++++ DATA PROVIDED

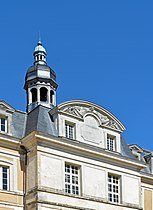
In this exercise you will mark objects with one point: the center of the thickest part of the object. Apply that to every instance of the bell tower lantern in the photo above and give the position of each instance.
(40, 81)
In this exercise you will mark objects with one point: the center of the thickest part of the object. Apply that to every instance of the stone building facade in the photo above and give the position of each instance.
(68, 156)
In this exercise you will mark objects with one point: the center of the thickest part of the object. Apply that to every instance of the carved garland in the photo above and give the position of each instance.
(81, 111)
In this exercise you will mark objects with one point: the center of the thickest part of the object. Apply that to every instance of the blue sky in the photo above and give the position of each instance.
(101, 51)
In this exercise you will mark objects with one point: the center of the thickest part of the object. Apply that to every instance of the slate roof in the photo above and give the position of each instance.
(18, 124)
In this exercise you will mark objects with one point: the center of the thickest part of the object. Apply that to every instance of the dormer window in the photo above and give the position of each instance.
(111, 143)
(3, 124)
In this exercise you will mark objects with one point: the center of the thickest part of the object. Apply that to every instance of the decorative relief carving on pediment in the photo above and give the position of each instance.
(80, 111)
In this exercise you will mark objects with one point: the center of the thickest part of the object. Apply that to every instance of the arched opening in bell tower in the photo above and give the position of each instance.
(34, 94)
(43, 94)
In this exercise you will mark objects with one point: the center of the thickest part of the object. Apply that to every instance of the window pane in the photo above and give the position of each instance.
(4, 178)
(71, 179)
(113, 188)
(69, 131)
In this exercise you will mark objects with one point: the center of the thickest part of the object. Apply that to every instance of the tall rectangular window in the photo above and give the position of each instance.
(4, 178)
(3, 125)
(111, 143)
(69, 131)
(72, 181)
(113, 188)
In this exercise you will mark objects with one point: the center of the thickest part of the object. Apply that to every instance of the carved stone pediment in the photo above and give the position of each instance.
(81, 108)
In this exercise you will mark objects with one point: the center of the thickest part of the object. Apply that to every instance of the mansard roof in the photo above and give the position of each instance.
(81, 108)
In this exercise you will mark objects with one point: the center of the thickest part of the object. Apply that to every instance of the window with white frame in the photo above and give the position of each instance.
(4, 178)
(113, 188)
(69, 130)
(3, 124)
(111, 143)
(72, 182)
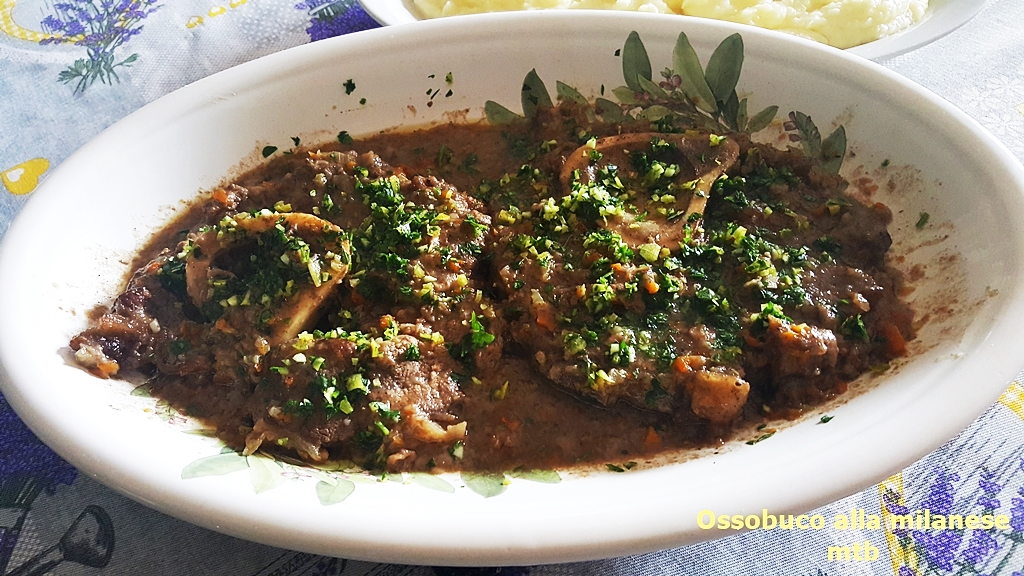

++++++++

Gather every line of the data above that contains the word "stone", and copy each such line in full.

In this exercise you will mark objects with one point: the center of the thickest part of the object. Apply that to every instance of the stone building facade in the photo above and give the position of each instance.
In this exercise you will mark objects with one point: the center of the thickest part of the object. Apply that to every instance of the carved stone pediment in the photo above and give the position of each instance.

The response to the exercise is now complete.